> [GIVEN RECORDS]

★ ★ ★

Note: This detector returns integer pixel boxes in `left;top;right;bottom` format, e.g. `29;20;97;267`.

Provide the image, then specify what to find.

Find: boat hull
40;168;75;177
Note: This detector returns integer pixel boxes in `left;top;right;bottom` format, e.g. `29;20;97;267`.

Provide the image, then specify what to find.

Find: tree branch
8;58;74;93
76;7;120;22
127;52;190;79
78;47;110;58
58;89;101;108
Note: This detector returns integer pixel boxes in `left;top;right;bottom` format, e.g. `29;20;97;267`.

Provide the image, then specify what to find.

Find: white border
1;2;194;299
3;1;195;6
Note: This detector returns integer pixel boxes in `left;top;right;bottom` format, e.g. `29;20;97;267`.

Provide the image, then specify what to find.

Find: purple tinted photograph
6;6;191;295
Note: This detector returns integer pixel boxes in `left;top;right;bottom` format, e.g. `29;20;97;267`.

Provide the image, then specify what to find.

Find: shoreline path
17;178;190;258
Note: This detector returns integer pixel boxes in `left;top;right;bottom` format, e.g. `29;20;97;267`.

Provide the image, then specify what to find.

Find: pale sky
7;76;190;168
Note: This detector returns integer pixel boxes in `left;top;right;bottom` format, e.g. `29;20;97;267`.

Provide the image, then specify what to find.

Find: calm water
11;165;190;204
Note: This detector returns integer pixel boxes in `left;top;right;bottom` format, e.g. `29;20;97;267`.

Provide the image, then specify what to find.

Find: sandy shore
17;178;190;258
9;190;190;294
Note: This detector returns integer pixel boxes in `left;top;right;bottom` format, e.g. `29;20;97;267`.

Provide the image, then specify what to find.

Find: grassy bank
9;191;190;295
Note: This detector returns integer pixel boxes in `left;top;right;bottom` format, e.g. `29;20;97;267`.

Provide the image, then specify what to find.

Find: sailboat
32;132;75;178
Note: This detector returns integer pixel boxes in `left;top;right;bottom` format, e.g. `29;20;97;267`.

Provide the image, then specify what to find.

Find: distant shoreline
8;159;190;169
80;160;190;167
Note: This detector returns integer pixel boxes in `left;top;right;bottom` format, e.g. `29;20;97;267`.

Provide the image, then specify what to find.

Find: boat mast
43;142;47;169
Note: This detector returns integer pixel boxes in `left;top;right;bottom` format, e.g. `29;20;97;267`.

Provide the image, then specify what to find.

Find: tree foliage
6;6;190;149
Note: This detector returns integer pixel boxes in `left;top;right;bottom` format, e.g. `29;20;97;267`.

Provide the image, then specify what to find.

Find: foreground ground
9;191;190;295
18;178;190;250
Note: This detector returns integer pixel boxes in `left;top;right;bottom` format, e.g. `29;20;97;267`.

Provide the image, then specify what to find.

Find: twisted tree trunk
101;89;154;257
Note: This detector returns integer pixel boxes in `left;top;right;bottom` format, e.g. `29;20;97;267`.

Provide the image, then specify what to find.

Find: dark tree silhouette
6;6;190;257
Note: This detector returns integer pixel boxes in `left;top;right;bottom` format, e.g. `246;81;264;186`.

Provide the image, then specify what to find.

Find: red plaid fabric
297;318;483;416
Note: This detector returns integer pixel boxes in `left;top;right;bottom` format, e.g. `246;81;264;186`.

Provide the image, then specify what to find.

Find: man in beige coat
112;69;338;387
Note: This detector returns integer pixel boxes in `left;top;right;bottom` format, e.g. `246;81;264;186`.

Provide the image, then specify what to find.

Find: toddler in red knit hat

★ ★ ★

> [TRY IT] Transcribe the records above exactly as they appear.

> [YOUR RESPONSE]
Note: This detector returns integer pixel boxes in `left;top;right;bottom` format, e.g. `29;20;97;267`.

Provide the image, then specify what to find.

Find: boat hull
40;168;75;177
Note: This detector returns integer pixel boxes in `left;top;right;bottom` format, e.g. `29;20;97;267`.

Provide the image, then specify what to find.

Find: tree branch
8;58;74;93
76;7;120;22
127;52;190;79
78;47;110;58
58;89;101;108
Note: This detector returns integer pixel boxes in `left;top;right;bottom` format, e.g. `29;20;97;267`.

Provide the image, then specify what to find.

Find: white border
1;2;194;299
3;1;195;6
Note: This detector returns integer pixel boxes in `left;top;right;bottom` format, e.g. `29;20;97;267`.

Provide the image, then specify what to find.

Find: purple tinted photograph
6;6;191;295
Note: This detector returns integer pixel boxes in `left;top;right;bottom` format, e.g. `29;20;97;267`.

Provide the image, then specify what to find.

Find: shoreline path
17;178;190;258
Note: This detector returns integer pixel boxes in `left;top;right;bottom` format, e.g. `29;20;97;267`.

Provide the image, then specify what to find.

Find: pale sky
7;76;190;168
Note: This detector returns integer pixel boxes in `left;top;right;bottom` format, e.g. `29;20;97;267`.

Provide the image, then specify what to find.

Find: calm water
11;165;190;204
Note: This detector returns integer pixel boxes in `left;top;right;bottom` format, e.g. `29;20;97;267`.

Provide the image, then specify what to find.

Find: sandy shore
17;178;190;258
9;190;190;294
Note: This detector returns integer pixel boxes in `left;top;right;bottom` format, e.g. `29;20;97;267`.

Provide the image, then specify what to find.

Find: grassy bank
9;191;190;295
Note: This detector returns integer pixel boxes in `left;top;right;bottom` format, e.g. `29;20;97;267`.

Provide the image, then specify what to find.

Find: sailboat
32;132;75;178
Note: This detector returns integer pixel boxes in `left;top;right;bottom` format, e.g. `29;20;97;267`.

Provide the image, then specify what to find.

Find: distant shoreline
8;159;190;169
80;160;190;167
Note: This detector returns integer pixel boxes in `left;top;right;bottom` format, e.g. `29;20;97;267`.

Provide the image, then specify what to find.

Find: boat mast
43;142;47;169
Note: This detector returns integer pixel boxes in `left;top;right;bottom` format, e.g. `29;20;97;267`.

Provide the image, then specify what to find.

Find: tree foliage
6;6;190;149
Note: This detector returns integer pixel boxes in `left;top;right;bottom` format, e.g. `29;20;97;267`.

Provide the image, then specify what to find.

Find: foreground ground
9;191;190;295
18;178;190;250
Note: This detector returns integer pixel boxes in `left;top;right;bottom` format, e.g. `29;20;97;267`.

Provide the image, then specify what to find.

Find: twisted tree trunk
101;89;154;257
Note: This detector returns integer pixel boxes in `left;top;right;bottom` format, e.g. `29;20;97;267`.

Provide the image, then specify what to find.

Find: dark tree silhouette
6;6;190;257
Note: This detector returns integer pixel boxes in `left;top;right;bottom` format, e.g. `246;81;264;186`.

Provide the image, then specify what to find.

Find: red plaid fabric
297;318;483;416
Note: This detector returns integer pixel boxes in `left;top;right;bottom` format, e.g. `246;81;264;186`.

Provide the image, then specify what to find.

Find: man in beige coat
112;69;338;387
Note: This detector returns integer pixel boxes in `left;top;right;bottom` format, e.g. `246;81;264;186`.

Provide the image, then specify what to find.

Find: toddler in red knit hat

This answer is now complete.